* Brief
Print out all the records, word for word.
Segment Open
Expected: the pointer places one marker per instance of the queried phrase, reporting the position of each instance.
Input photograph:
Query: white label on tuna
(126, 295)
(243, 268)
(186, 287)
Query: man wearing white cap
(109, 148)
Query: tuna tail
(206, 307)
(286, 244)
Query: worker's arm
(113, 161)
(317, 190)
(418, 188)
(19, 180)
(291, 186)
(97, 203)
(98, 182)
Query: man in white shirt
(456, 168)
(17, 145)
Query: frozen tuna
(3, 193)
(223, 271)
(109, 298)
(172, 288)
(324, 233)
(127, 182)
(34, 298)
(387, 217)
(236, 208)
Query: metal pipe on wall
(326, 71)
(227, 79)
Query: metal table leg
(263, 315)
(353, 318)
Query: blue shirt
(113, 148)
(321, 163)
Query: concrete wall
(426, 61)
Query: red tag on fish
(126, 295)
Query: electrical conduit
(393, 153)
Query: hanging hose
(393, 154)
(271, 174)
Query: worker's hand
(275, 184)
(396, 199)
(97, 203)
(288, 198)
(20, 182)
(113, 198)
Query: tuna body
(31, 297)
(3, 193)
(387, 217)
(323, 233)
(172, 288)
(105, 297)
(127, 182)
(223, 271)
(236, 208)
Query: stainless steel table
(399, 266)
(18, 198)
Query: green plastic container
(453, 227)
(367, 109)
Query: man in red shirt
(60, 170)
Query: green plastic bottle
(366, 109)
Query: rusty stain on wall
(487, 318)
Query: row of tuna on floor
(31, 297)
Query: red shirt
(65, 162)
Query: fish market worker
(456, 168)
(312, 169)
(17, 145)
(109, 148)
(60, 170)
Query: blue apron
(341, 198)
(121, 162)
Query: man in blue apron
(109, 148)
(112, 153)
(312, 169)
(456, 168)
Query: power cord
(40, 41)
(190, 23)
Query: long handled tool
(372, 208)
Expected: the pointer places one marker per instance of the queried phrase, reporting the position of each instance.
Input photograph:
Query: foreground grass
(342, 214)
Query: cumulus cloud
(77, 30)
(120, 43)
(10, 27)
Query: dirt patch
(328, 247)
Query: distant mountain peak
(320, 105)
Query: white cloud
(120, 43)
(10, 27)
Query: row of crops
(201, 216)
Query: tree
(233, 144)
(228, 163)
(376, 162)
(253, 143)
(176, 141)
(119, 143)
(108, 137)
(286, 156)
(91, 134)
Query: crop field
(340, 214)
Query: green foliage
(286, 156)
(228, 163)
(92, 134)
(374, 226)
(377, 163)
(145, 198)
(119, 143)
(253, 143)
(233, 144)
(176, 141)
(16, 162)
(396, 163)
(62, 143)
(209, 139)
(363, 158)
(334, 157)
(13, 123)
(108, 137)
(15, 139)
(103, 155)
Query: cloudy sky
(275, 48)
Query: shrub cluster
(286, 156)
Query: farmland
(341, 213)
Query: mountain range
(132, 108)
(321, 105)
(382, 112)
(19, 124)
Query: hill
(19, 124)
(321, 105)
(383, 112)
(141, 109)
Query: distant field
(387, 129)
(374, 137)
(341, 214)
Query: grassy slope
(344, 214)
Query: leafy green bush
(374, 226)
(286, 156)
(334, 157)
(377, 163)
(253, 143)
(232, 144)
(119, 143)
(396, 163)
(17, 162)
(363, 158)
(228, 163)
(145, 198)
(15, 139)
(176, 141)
Segment Closed
* Result below
Expected: the pointer places one marker per instance of the queried phrase, reporting the position of each instance.
Input photograph:
Query: white label on tuna
(126, 295)
(243, 268)
(186, 287)
Query: man wearing white cap
(109, 148)
Query: tuna tail
(206, 307)
(286, 244)
Query: worker's arm
(113, 161)
(317, 190)
(418, 188)
(19, 180)
(291, 186)
(97, 203)
(98, 182)
Query: man in white shirt
(456, 168)
(17, 145)
Query: frozen tuna
(3, 193)
(223, 271)
(109, 298)
(172, 288)
(324, 233)
(127, 182)
(34, 298)
(387, 217)
(236, 208)
Query: metal pipe on wall
(326, 71)
(227, 79)
Query: metal table leg
(263, 315)
(353, 318)
Query: blue shirt
(113, 148)
(321, 163)
Query: concrete wall
(426, 61)
Query: red tag on fish
(126, 295)
Query: electrical conduit
(393, 153)
Query: hanging hose
(393, 154)
(271, 174)
Query: worker's hand
(275, 184)
(396, 199)
(97, 203)
(288, 198)
(20, 182)
(113, 198)
Query: tuna body
(31, 297)
(3, 193)
(387, 217)
(323, 233)
(172, 288)
(105, 297)
(127, 182)
(223, 271)
(236, 208)
Query: stainless steel table
(399, 266)
(18, 198)
Query: green plastic container
(453, 227)
(367, 109)
Query: man in red shirt
(60, 170)
Query: green plastic bottle
(366, 109)
Query: rusty stain on wall
(487, 318)
Query: row of tuna on floor
(31, 297)
Query: red shirt
(65, 162)
Query: fish market worker
(456, 168)
(312, 169)
(17, 145)
(109, 148)
(60, 170)
Query: blue apron
(341, 198)
(121, 162)
Query: man in blue apron
(109, 148)
(112, 153)
(312, 169)
(456, 168)
Query: power cord
(40, 41)
(190, 23)
Query: long handled tool
(372, 208)
Expected: the pointer places one marker per instance of the queried phrase, reporting the position of each instance.
Input photograph:
Query: foreground grass
(342, 214)
Query: cumulus cloud
(77, 30)
(120, 43)
(10, 27)
Query: dirt patch
(328, 247)
Query: distant mountain peak
(320, 105)
Query: white cloud
(120, 43)
(10, 27)
Query: row of crops
(201, 216)
Query: tree
(233, 144)
(228, 163)
(376, 162)
(253, 143)
(176, 141)
(119, 143)
(108, 137)
(286, 156)
(91, 134)
Query: crop field
(340, 214)
Query: green foliage
(286, 156)
(228, 163)
(92, 134)
(374, 226)
(377, 163)
(145, 198)
(119, 143)
(253, 143)
(233, 144)
(176, 141)
(16, 162)
(396, 163)
(62, 143)
(209, 139)
(363, 158)
(334, 157)
(13, 123)
(108, 137)
(15, 139)
(103, 155)
Query: cloudy sky
(275, 48)
Query: shrub cluster
(286, 156)
Query: farmland
(341, 213)
Query: mountain range
(132, 108)
(321, 105)
(382, 112)
(19, 124)
Query: hill
(19, 124)
(321, 105)
(383, 112)
(141, 109)
Query: distant field
(387, 129)
(374, 137)
(341, 214)
Query: grassy slope
(344, 214)
Query: leafy green bush
(374, 226)
(286, 156)
(334, 157)
(377, 163)
(253, 143)
(232, 144)
(119, 143)
(396, 163)
(17, 162)
(363, 158)
(228, 163)
(145, 198)
(15, 139)
(176, 141)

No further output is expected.